A clareza da complexidade - elogio de Elliot Carter (I)
No dia dos 100 anos de Elliot Carter
Lembro-me de ter conhecido Elliot Carter no Outono de Varsóvia em 1985, tinha a lei marcial sido levantada há pouco tempo. Lembro-me de os ver juntos, ele prestes a fazer 78 anos e Witold Lutoslawski com 74, dois decanos entre os compositores.
Como imaginar então as surpresas que Carter ainda nos reservaria, obras tão marcantes como o Concerto para Oboé (1987), Three Occasions para orquestra (1989), o Concerto para Violino (1990), o tríptico Symphonia: sum fluxe pretium para orquestra (1998), o Concerto para Clarinete (1996), surpresa maior, a ópera de câmara (nunca Carter se tinha aventurado em tal território) What Next?, com libreto do musicólogo Paul Griffiths (1997), Tempo e Tempi, para soprano, oboé, violino e violoncelo (1999), o Asko Concerto (2000), o Concerto para Violoncelo (2000), Three Ilusions for Orchestra (2004) ou Soundings para piano e orquestra (2005), sim, quem diria, quem ousaria imaginar um tal florescimento criativo num compositor de 80 anos passados?!
E Elliot Carter continua activo: na semana passada houve a estreia de Interventions para piano e orquestra, por Daniel Barenboim e a Orquestra Sinfónica de Boston, dirigida por James Levine, em Boston, os mesmos intérpretes tocando hoje a obra no Carnegie Hall de Nova Iorque. E já há notícia do trabalho num novo ciclo de canções baseado nos Pisan Cantos de Ezra Pound.
Elliot Carter nasceu numa família abastado, de quem um agente de seguros era nada menos que o fundador da música americana, Charles Ives. Esse contacto terá sido um primeiro encorajamento na direcção da música. Em Harvard licenciou-se em inglês e mais tarde também em música. Um dos seus professores foi Walter Piston, e a influência daquele, de Roy Harris e de Aaron Copland, orientou-o inicialmente no sentido da nascente escola “nacional” americana – chegou mesmo a escrever Pocahontas, uma composição coreográfica.

• [REQUISITOS DAS TAREFAS]:
**A.** Imprima o trecho do texto sobre Elliot Carter que começa em "A clareza da" e segue até "entre os compositores.".
**B.** Apresente o que se segue ao texto sobre Elliot Carter, continuando-o a partir da última frase.

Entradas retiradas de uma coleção

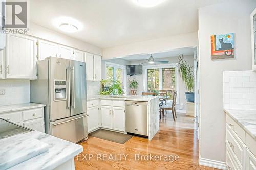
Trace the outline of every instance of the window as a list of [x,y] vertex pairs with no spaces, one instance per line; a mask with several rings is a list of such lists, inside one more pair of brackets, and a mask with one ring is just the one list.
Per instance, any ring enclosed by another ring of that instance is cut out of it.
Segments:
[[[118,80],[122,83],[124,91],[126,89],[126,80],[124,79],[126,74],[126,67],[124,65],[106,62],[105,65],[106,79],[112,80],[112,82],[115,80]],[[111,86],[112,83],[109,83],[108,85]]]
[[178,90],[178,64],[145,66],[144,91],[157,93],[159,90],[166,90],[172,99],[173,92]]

• [RESPOSTAS POR TAREFA]:
**A.**
A clareza da complexidade - elogio de Elliot Carter (I)
No dia dos 100 anos de Elliot Carter
Lembro-me de ter conhecido Elliot Carter no Outono de Varsóvia em 1985, tinha a lei marcial sido levantada há pouco tempo. Lembro-me de os ver juntos, ele prestes a fazer 78 anos e Witold Lutoslawski com 74, dois decanos entre os compositores.

**B.**
Como vários outros músicos americanos, rumou a Paris, para se aperfeiçoar junto de Nadia Boulanger, obtendo em 1935 um doutoramento em música pela École Normale de Paris. Se mais tarde voltaria costas à orientação neo-clássica de então (e, por exemplo, também se distanciou do “período neo-clássico” de Stravinsky, compositor de quem no entanto recolheu a complexidade de A Sagração da Primavera), Carter permaneceu sempre “o mais europeu dos compositores americanos”.
É então interessante equacionar essa caracterização, por um lado, e o facto de ter tido o contacto inicial com Ives, o “fundador” dessa música americana, no que tem de mais intrinsecamente original, de um novo “continente musical” mesmo. Se Carter se aparta de Ives na utilização de “música correntes” (fanfarras, hinos), irá no entanto aproximar-se dele, de modo muito próprio, num aspecto capital: uma constante mobilidade de eventos, de sucessão (e/ou sobreposições) de tempos, formulado “modulações métricas” ou uma polifonia das próprias dinâmicas. Em 1951, com o Quarteto nº 1, Elliot Carter reinventa-se, ou mesmo “inventa-se”, no sentido em que passou o ser uma personalidade musical original e reconhecível.
Carter é um compositor da racionalidade e da complexidade trabalhando sobre grupos de acordes, o caso mais extraordinário (e incrivelmente difícil) sendo o uso simétrico e invertido de acordes de todas as 12 notas, na prodigiosa obra que é Night Fantasies (1980) para piano. Mesmo um compositor-intérprete como Pierre Boulez reconheceu que inicialmente teve dificuldades em compreender a complexidade das obras de Elliot Carter.
Mas a noção de ritmo que lhe é própria permitiu estruturar (e de algum modo “estratificar”) um sentido único do tempo e da mobilidade. Desde o citado Quarteto nº1, Carter concebeu a sua música como uma espécie de argumento para “dramatis personae”.Isso verifica-se nos quartetos, cinco, e nas obras orquestrais e concertantes – e não por acaso tem escrito tanto concertos e obras com solistas, com destaque para o Duplo Concerto para Piano, Cravo e Duas Orquestras de Câmara (1961), o Concerto para Orquesta (1969) a Sinfonia de Três Orquestras (1976) ou o já citado Asko Concerto, ou ainda no modo como faz uso de diferentes andamentos, ou “quadros”, numa obra. É essa mobilidade e “dramaticidade” que permitem a percepção e a claridade de uma música tão complexa.
Parabéns Elliot Carter!
NB – 1) Há um sítio dedicado à programação comemorativa do centenário de Carter, www.carter100.com ; 2) Na Casa da Música, nas celebrações do duplo centenário de Messiaen e Carter, ouvir-se-ão quatro importantes obras, Tempo e Tempi e Reflexions, amanhã às 21h, e Asko Concerto e Three Occasions for Orchestra sábado às 18h.